[SOURCE start]

Important note 3: Try to find out regular expressions (regex) to improve this program. What happens if a user posts 'https://xkcd.com/1024' or http version as 'http://www.xkcd.com/1024'. These are still valid xkcd URLs. There can be some other cases where the URL might be placed between a bunch of symbols in a comment. Try to modify the regex statement so that it can detect these cases as well.
URL parsing: Now I have an xkcd URL. I have 2 immediate objectives now-
Objective 1. To extract the comic number at the end of the URL. We use urllib.parse for this purpose.
url_obj = urlparse(xkcd_url)
xkcd_id = int((url_obj.path.strip("/")))
Objective 2. Form a complete explainxkcd.com URL, which I will pass as a parameter to the function fetchdata(url) (See Section 2)
myurl = 'http://www.explainxkcd.com/wiki/index.php/' + str(xkcd_id)
Both objectives are thus complete.
Preventing duplicate submissions and Exception handling: The bot needs to make sure it replies to every comment only once. There are many methods you can try which include using a separate key-value database like Memcached, but we will use a simpler approach.
Just create a text file (remember commented.txt), store the comment ID of a comment in it when you visit a relevant comment, and verify if a comment ID already exists in that file before making new comments. Remember to put the location of the text file in the path variable (from Section 1), so that you can pass it to the method open().
Now, what happens when a user makes a comment like 'https://www.xkcd.com/689243348723'. This xkcd does not exist, but the program will extract '689243348723', then form a link like http://www.explainxkcd.com/wiki/index.php/689243348723, and pass it to the function fetchdata(url). Now the function will return an exception and your program will stop/crash. You need to take care of these situations.

[SOURCE end]
[DATA SECTION start]

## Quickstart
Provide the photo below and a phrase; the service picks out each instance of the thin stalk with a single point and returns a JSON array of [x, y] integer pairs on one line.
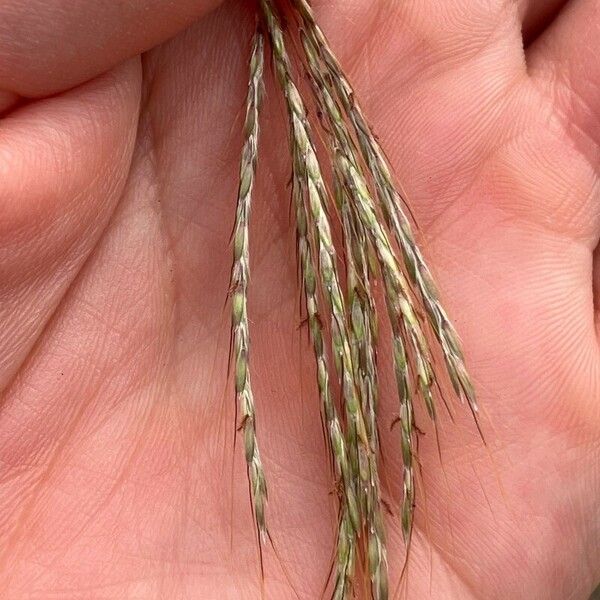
[[240, 278], [391, 201], [309, 181], [402, 318], [362, 336], [349, 513]]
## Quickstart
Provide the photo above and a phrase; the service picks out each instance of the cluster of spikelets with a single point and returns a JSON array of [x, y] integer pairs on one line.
[[378, 246]]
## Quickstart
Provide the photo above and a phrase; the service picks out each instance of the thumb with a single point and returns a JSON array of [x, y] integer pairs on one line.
[[48, 46]]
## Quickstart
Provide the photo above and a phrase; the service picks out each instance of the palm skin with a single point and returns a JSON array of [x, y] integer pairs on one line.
[[119, 477]]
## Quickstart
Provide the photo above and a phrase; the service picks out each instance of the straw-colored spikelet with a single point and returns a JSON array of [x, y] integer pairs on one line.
[[378, 247], [239, 284]]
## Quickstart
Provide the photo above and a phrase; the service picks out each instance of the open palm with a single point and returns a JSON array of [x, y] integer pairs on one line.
[[118, 473]]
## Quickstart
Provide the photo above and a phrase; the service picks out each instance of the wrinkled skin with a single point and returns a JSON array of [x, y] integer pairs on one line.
[[118, 158]]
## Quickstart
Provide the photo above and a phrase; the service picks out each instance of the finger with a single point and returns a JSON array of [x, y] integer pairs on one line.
[[63, 162], [537, 15], [49, 46], [564, 60]]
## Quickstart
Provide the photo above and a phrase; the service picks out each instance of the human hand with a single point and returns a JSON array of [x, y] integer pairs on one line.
[[119, 476]]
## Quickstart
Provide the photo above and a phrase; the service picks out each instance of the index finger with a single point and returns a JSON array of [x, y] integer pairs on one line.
[[48, 46]]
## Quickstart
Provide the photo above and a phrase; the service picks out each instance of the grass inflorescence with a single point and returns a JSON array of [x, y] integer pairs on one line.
[[378, 249]]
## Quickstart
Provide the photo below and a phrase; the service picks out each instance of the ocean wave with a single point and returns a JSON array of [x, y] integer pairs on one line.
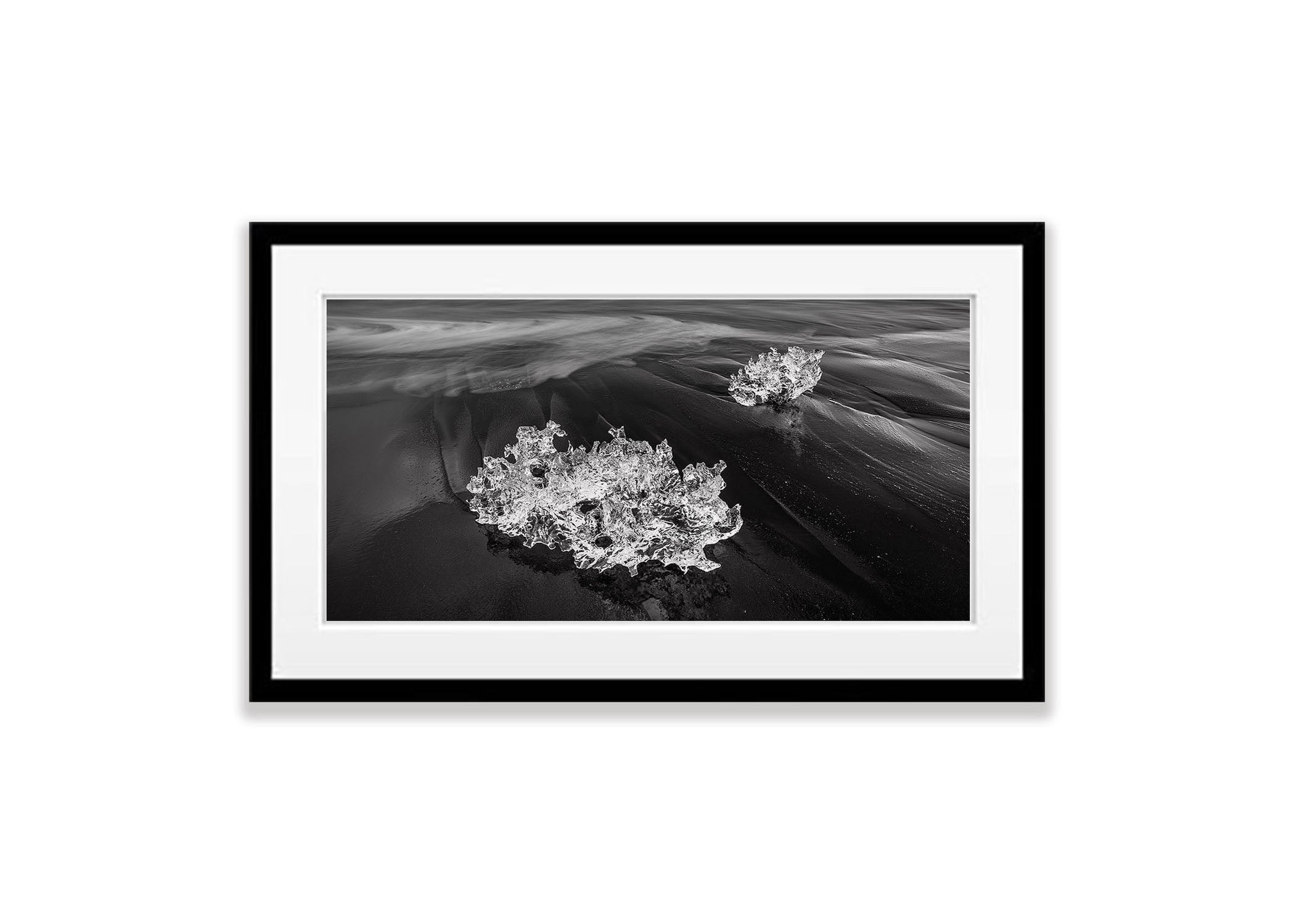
[[417, 356]]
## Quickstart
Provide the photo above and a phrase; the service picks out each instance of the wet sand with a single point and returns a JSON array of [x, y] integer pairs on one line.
[[856, 500]]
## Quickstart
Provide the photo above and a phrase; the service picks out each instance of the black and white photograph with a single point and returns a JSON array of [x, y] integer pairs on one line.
[[649, 459]]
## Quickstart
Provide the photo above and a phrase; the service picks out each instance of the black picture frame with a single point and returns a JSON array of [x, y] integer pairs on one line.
[[266, 236]]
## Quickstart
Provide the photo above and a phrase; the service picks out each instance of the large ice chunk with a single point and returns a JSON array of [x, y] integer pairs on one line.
[[620, 502], [777, 378]]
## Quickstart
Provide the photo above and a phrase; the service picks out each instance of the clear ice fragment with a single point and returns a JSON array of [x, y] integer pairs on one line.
[[777, 378], [620, 502]]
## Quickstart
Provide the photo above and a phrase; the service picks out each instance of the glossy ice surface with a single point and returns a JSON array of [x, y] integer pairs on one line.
[[777, 378], [620, 502]]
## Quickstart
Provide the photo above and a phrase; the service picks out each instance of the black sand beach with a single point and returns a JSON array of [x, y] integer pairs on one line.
[[856, 501]]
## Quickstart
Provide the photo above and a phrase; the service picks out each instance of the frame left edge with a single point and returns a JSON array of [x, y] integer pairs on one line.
[[259, 306]]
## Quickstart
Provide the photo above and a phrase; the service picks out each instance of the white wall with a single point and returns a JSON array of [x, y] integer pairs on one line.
[[141, 136]]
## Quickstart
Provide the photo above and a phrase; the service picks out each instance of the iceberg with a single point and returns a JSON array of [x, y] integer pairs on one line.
[[620, 502], [777, 378]]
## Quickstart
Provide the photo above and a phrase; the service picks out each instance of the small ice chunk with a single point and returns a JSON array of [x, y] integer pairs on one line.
[[777, 378], [620, 502]]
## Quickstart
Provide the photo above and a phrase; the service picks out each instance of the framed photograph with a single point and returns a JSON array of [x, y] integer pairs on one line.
[[646, 462]]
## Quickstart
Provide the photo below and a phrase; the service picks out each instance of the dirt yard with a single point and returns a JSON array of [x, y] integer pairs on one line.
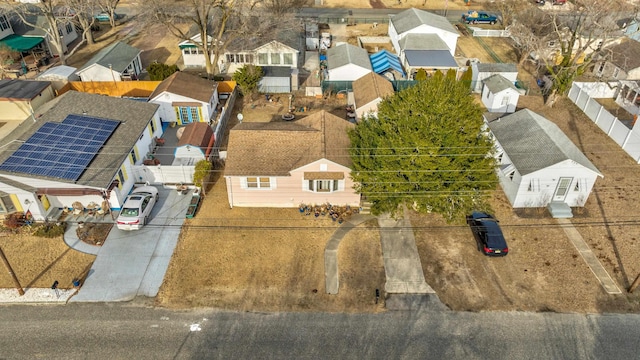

[DATA SECTION end]

**JOB:** Reproduce the entire passage on the xkcd bot word for word. The entries have no connection to the passage on the xkcd bot.

**TASK ANSWER:**
Important note 3: Try to find out regular expressions (regex) to improve this program. What happens if a user posts 'https://xkcd.com/1024' or http version as 'http://www.xkcd.com/1024'. These are still valid xkcd URLs. There can be some other cases where the URL might be placed between a bunch of symbols in a comment. Try to modify the regex statement so that it can detect these cases as well.
URL parsing: Now I have an xkcd URL. I have 2 immediate objectives now-
Objective 1. To extract the comic number at the end of the URL. We use urllib.parse for this purpose.
url_obj = urlparse(xkcd_url)
xkcd_id = int((url_obj.path.strip("/")))
Objective 2. Form a complete explainxkcd.com URL, which I will pass as a parameter to the function fetchdata(url) (See Section 2)
myurl = 'http://www.explainxkcd.com/wiki/index.php/' + str(xkcd_id)
Both objectives are thus complete.
Preventing duplicate submissions and Exception handling: The bot needs to make sure it replies to every comment only once. There are many methods you can try which include using a separate key-value database like Memcached, but we will use a simpler approach.
Just create a text file (remember commented.txt), store the comment ID of a comment in it when you visit a relevant comment, and verify if a comment ID already exists in that file before making new comments. Remember to put the location of the text file in the path variable (from Section 1), so that you can pass it to the method open().
Now, what happens when a user makes a comment like 'https://www.xkcd.com/689243348723'. This xkcd does not exist, but the program will extract '689243348723', then form a link like http://www.explainxkcd.com/wiki/index.php/689243348723, and pass it to the function fetchdata(url). Now the function will return an exception and your program will stop/crash. You need to take care of these situations.